**Texto do documento:**
· · ·
Diário Eletrônico

PODER JUDICIÁRIO

TRIBUNAL REGIONAL FEDERAL DA 3ª REGIÃO
 PODER JUDICIÁRIO
Tribunal Regional Federal da 3ª Região
8ª Turma

APELAÇÃO CÍVEL (198) Nº 5029889-30.2021.4.03.9999

RELATOR: Gab. 27 - DES. FED. THEREZINHA CAZERTA

APELANTE: INSTITUTO NACIONAL DO SEGURO SOCIAL - INSS

APELADO: IVA DA SILVA SOUZA

Advogados do(a) APELADO: RENATA RUIZ RODRIGUES - SP220690-N, GEANDRA CRISTINA ALVES PEREIRA - SP194142-N

OUTROS PARTICIPANTES:

 

 


 

  

APELAÇÃO CÍVEL (198) Nº 5029889-30.2021.4.03.9999

RELATOR: Gab. 27 - DES. FED. THEREZINHA CAZERTA

APELANTE: INSTITUTO NACIONAL DO SEGURO SOCIAL - INSS

APELADO: IVA DA SILVA SOUZA

Advogados do(a) APELADO: RENATA RUIZ RODRIGUES - SP220690-N, GEANDRA CRISTINA ALVES PEREIRA - SP194142-N

OUTROS PARTICIPANTES:

 

 

­R E L A T Ó R I O

 

 

Demanda proposta objetivando a concessão de aposentadoria por invalidez a trabalhador rural, desde a data do requerimento administrativo (8/6/2018).

O juízo a quo julgou procedente o pedido formulado, reconhecendo à parte autora o direito ao benefício de aposentadoria por invalidez, a partir do requerimento administrativo. Deferida a antecipação dos efeitos da tutela.

O INSS apela, requerendo, preliminarmente, a atribuição do efeito suspensivo ao recurso, e, no mérito, a reforma da sentença, sustentando, em síntese, o não cumprimento dos requisitos legais à concessão em questão.

Com contrarrazões, subiram os autos.

É o relatório.

 

THEREZINHA CAZERTA
Desembargadora Federal Relatora

 

 


APELAÇÃO CÍVEL (198) Nº 5029889-30.2021.4.03.9999

RELATOR: Gab. 27 - DES. FED. THEREZINHA CAZERTA

APELANTE: INSTITUTO NACIONAL DO SEGURO SOCIAL - INSS

APELADO: IVA DA SILVA SOUZA

Advogados do(a) APELADO: RENATA RUIZ RODRIGUES - SP220690-N, GEANDRA CRISTINA ALVES PEREIRA - SP194142-N

OUTROS PARTICIPANTES:

 

 

­V O T O

 

 

Requer o INSS, em seu recurso de apelação, a concessão do efeito suspensivo, condicionando eventual implantação de benefício previdenciário após ocorrido o trânsito em julgado.

Não lhe assiste razão.

A alegação veiculada pelo INSS, concernente ao recebimento da apelação no duplo efeito, não se coloca na hipótese dos autos.

A regra geral prevista no caput do art. 1.012 do Código de Processo Civil, segundo o qual “a apelação terá efeito suspensivo”, é excepcionada no § 1.º desse mesmo dispositivo legal, cujo inciso V expressamente determina que, “além de outras hipóteses previstas em lei, começa a produzir efeitos imediatamente após a sua publicação a sentença que confirma, concede ou revoga tutela provisória”.
· · ·
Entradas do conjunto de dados
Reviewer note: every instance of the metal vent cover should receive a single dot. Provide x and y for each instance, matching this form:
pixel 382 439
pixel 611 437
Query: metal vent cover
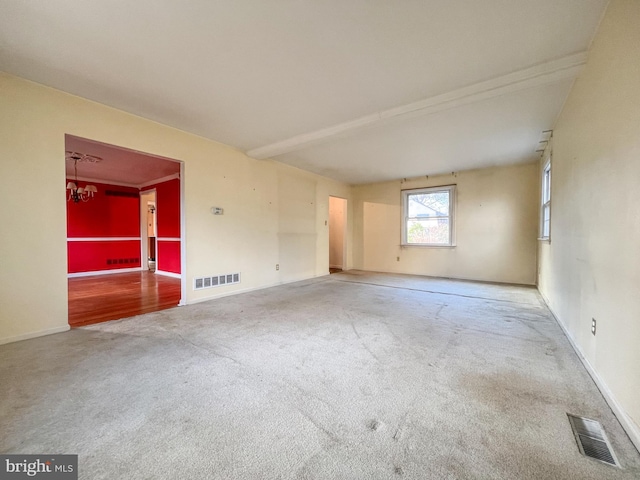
pixel 216 280
pixel 592 441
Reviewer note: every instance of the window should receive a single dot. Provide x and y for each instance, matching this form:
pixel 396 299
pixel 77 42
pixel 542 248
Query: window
pixel 428 216
pixel 545 213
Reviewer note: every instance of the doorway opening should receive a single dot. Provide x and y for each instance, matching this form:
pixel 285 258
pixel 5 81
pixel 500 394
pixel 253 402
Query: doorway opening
pixel 125 242
pixel 337 234
pixel 148 229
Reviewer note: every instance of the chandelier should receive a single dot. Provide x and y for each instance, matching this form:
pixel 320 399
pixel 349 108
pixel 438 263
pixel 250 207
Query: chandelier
pixel 77 193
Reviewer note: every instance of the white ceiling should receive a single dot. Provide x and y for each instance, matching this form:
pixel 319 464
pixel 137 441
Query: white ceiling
pixel 358 90
pixel 119 166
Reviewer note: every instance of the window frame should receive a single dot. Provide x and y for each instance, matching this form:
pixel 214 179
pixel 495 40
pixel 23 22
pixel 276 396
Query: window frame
pixel 451 217
pixel 545 200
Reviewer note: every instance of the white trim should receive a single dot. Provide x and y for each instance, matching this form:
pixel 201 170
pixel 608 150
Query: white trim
pixel 250 289
pixel 537 75
pixel 39 333
pixel 159 180
pixel 183 245
pixel 168 274
pixel 102 181
pixel 103 239
pixel 104 272
pixel 629 426
pixel 451 217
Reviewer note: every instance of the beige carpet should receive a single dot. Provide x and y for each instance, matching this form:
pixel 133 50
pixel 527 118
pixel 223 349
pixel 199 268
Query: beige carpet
pixel 350 376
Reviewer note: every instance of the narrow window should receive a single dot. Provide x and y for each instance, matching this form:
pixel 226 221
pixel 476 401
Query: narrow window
pixel 428 216
pixel 545 213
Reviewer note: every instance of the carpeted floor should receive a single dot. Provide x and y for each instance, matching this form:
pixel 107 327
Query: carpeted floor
pixel 350 376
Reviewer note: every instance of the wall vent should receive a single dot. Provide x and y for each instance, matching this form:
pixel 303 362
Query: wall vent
pixel 592 441
pixel 215 281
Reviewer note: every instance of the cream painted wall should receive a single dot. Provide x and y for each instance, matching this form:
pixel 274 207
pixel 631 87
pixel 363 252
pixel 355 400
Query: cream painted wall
pixel 496 218
pixel 273 214
pixel 337 218
pixel 591 267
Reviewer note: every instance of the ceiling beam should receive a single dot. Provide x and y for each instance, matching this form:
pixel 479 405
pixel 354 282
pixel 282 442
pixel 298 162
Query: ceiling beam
pixel 538 75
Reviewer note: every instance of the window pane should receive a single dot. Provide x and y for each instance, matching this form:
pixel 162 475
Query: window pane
pixel 429 204
pixel 432 231
pixel 546 213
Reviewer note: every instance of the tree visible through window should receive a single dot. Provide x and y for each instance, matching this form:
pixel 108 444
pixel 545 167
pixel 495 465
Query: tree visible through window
pixel 428 216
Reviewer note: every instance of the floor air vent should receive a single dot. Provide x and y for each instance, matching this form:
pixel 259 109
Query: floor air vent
pixel 215 281
pixel 592 441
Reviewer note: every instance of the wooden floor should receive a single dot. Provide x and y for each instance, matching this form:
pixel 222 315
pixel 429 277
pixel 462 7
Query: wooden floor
pixel 109 297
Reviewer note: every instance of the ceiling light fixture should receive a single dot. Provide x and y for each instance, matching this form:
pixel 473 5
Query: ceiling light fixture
pixel 76 193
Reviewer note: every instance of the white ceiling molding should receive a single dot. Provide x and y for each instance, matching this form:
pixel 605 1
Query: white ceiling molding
pixel 159 180
pixel 542 74
pixel 103 181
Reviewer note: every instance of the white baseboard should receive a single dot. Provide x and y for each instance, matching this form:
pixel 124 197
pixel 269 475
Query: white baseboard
pixel 252 289
pixel 629 426
pixel 168 274
pixel 39 333
pixel 104 272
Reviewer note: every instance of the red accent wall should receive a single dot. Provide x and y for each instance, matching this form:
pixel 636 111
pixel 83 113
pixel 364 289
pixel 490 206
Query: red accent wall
pixel 169 256
pixel 168 225
pixel 113 212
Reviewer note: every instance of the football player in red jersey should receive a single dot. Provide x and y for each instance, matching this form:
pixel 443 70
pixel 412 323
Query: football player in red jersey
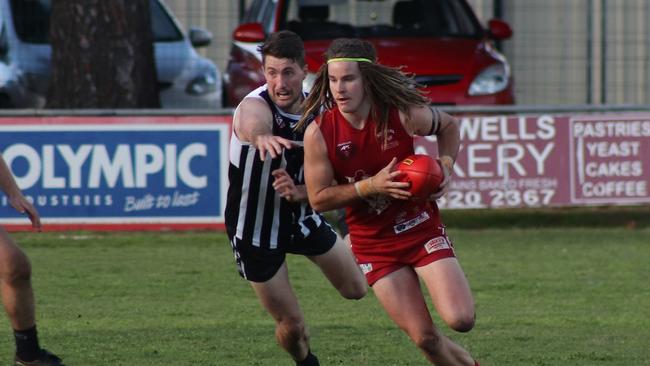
· · ·
**Atividades propostas:**
1. Extraia do texto da apelação do INSS o trecho entre "Requer o INSS, em" e "lhe assiste razão.", inclusive, sem alterar nada.
2. Segundo o texto da apelação do INSS, em que data foi feito o requerimento administrativo?

**Respostas das atividades:**
1.
Requer o INSS, em seu recurso de apelação, a concessão do efeito suspensivo, condicionando eventual implantação de benefício previdenciário após ocorrido o trânsito em julgado.

Não lhe assiste razão.

2. Em 8/6/2018.